» **Material for this task**:
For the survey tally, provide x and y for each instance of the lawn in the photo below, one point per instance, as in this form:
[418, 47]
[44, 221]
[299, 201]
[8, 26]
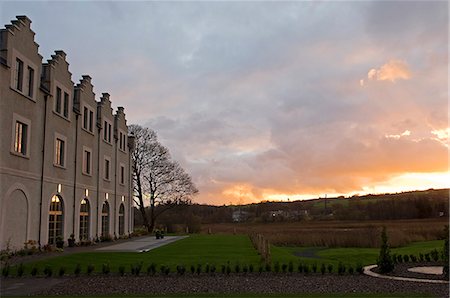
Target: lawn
[348, 256]
[220, 250]
[201, 295]
[194, 250]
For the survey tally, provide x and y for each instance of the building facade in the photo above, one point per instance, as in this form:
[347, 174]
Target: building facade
[65, 162]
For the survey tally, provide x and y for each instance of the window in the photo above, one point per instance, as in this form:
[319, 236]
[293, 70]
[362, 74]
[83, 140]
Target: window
[20, 139]
[105, 220]
[60, 145]
[58, 100]
[122, 174]
[55, 220]
[84, 220]
[30, 81]
[107, 168]
[122, 141]
[87, 161]
[88, 119]
[18, 78]
[20, 136]
[62, 101]
[121, 220]
[107, 131]
[66, 105]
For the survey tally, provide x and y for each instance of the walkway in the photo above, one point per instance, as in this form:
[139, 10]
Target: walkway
[368, 271]
[141, 245]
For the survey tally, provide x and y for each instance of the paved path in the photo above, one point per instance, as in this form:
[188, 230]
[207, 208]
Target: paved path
[368, 271]
[141, 245]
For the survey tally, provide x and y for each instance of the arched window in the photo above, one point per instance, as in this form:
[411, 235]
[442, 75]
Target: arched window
[55, 219]
[105, 219]
[84, 220]
[121, 220]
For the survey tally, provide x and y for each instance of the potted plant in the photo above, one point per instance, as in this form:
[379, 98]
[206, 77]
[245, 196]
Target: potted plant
[71, 240]
[59, 242]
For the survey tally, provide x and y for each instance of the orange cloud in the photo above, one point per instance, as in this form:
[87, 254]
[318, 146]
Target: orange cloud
[391, 71]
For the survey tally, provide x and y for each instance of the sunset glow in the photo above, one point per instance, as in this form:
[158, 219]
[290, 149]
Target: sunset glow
[272, 101]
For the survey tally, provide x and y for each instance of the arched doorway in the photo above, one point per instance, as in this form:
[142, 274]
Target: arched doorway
[84, 220]
[121, 220]
[105, 219]
[55, 219]
[15, 220]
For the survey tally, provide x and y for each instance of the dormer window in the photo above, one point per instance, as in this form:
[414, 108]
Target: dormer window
[62, 101]
[23, 79]
[18, 78]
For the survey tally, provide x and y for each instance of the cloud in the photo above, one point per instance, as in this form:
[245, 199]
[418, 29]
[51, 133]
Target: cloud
[391, 71]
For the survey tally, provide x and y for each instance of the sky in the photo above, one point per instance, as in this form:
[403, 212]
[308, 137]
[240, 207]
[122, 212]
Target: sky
[270, 100]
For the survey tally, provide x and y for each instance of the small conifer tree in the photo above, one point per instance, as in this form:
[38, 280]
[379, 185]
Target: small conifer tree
[385, 262]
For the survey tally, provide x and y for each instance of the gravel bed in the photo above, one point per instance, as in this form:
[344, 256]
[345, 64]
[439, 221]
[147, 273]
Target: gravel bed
[239, 283]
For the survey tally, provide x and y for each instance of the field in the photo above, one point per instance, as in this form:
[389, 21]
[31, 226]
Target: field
[339, 233]
[219, 250]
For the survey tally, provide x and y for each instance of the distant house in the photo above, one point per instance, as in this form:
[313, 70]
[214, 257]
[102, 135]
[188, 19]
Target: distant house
[65, 163]
[240, 216]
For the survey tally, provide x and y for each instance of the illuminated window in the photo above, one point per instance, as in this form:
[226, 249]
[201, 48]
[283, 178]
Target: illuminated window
[60, 145]
[121, 220]
[55, 220]
[105, 219]
[30, 81]
[18, 78]
[107, 131]
[84, 220]
[87, 161]
[107, 168]
[20, 139]
[122, 174]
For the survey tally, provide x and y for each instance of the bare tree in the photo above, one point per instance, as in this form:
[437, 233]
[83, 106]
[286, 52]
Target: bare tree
[157, 178]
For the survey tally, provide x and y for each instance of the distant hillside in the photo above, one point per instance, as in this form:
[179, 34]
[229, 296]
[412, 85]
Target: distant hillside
[406, 205]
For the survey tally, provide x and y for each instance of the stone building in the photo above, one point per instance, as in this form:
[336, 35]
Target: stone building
[65, 163]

» **What is needed**: Once the pictures are set aside, please output all the data word for word.

» **Task output**:
For the survey tally, provide x and y for each instance of the lawn in the photo below, one point per instance, as in this form:
[418, 47]
[44, 221]
[299, 201]
[8, 26]
Target: lawn
[348, 256]
[220, 250]
[201, 295]
[194, 250]
For the survey tally, provide x and y for each instance of the building facade in the photo above, one point per instance, as in this form:
[347, 174]
Target: building facade
[65, 162]
For the survey tally, provide x and y for each instance of the window in the photo above, one point per instance, as in this form:
[319, 236]
[293, 70]
[362, 74]
[83, 140]
Target: window
[20, 139]
[105, 220]
[60, 145]
[58, 100]
[122, 174]
[55, 220]
[84, 220]
[30, 81]
[107, 168]
[122, 141]
[87, 161]
[88, 119]
[18, 78]
[20, 136]
[62, 101]
[121, 220]
[107, 131]
[66, 105]
For the survey tally, provide x and y for each instance of the walkway in the photo above, one point per instance, as in this form:
[139, 10]
Target: walkway
[368, 271]
[141, 245]
For the survey tally, provide x and y for each instance of the paved path in the photo above, one point per instance, as in this form:
[188, 230]
[207, 208]
Target: paved path
[368, 271]
[141, 245]
For the survey tally, provide x and y for each instance of the arched window in the photo above, one point per instance, as in this form:
[411, 235]
[442, 75]
Target: arched window
[55, 219]
[105, 219]
[84, 220]
[121, 220]
For the survey tally, provide x and y for each instance of the potted plant in the photo above, one point per instance, as in this form:
[379, 98]
[206, 77]
[245, 196]
Target: potted plant
[71, 240]
[59, 242]
For the survey tally, provide x and y for each instance of the orange cloud in the photo above, one point per instance, as in this form:
[87, 254]
[318, 146]
Target: orange cloud
[391, 71]
For the survey tally, provide x and y for each instance of the sunset glow in the photo above, one point per instance, as in this form:
[158, 219]
[290, 149]
Target: sunset glow
[272, 101]
For the survey tally, provide x and y for each instance of the arched doorway in the photo above, one point per instance, as in this form:
[142, 274]
Target: arched doorway
[84, 220]
[121, 220]
[105, 219]
[55, 219]
[15, 220]
For the survey tally, provide x and y for each instance of the dormer window in the photo above, one point per instance, as in this form:
[414, 108]
Target: dormer window
[62, 101]
[23, 79]
[18, 78]
For the survey tally, provide x and y for each instance of the cloud in the photo above, one point per instance, as in this form:
[245, 199]
[418, 29]
[51, 133]
Target: cloud
[391, 71]
For the survey tally, provide x and y for each instance of the sky in the photo above, one point per instance, as in this form:
[403, 212]
[308, 137]
[240, 207]
[122, 212]
Target: sky
[270, 100]
For the survey tally, provide x and y for each instance of the small conifer tree in the photo above, one point per instance, as in this form:
[38, 280]
[379, 185]
Target: small conifer tree
[385, 262]
For the survey tally, provide x and y for each instance of the gravel bed in the photo above, one point per instance, as in this form:
[344, 256]
[345, 64]
[439, 221]
[147, 273]
Target: gravel bed
[239, 283]
For the survey tally, provide x and y for each instance of the field in the photo above, one point per instance, as in this form:
[389, 21]
[31, 226]
Target: field
[339, 233]
[219, 250]
For the survey tally, provide x and y for each instance of the distant house in the photo above, one point per instance, as in this form:
[313, 70]
[214, 257]
[102, 135]
[188, 19]
Target: distant house
[65, 163]
[240, 216]
For the survey tally, provide x and y for each instance of the illuminated window in the photo above, one point per instance, as in this form:
[226, 249]
[201, 48]
[283, 178]
Target: illuminated window
[60, 145]
[121, 220]
[55, 220]
[105, 219]
[30, 81]
[18, 78]
[107, 131]
[84, 220]
[87, 161]
[107, 168]
[20, 139]
[122, 174]
For the survey tally, provide x and y for each instance of the bare tree in the photo above, one point per instance, as in this form:
[437, 233]
[83, 106]
[286, 52]
Target: bare tree
[157, 178]
For the survey tally, provide x and y for each instance of the distant hillside in the photo above, one point per instance, as in this form:
[179, 34]
[229, 296]
[412, 85]
Target: distant hillside
[406, 205]
For the survey tally, provide x and y for each instance of the stone building in the photo above, one point per instance, as in this form:
[336, 35]
Target: stone building
[65, 163]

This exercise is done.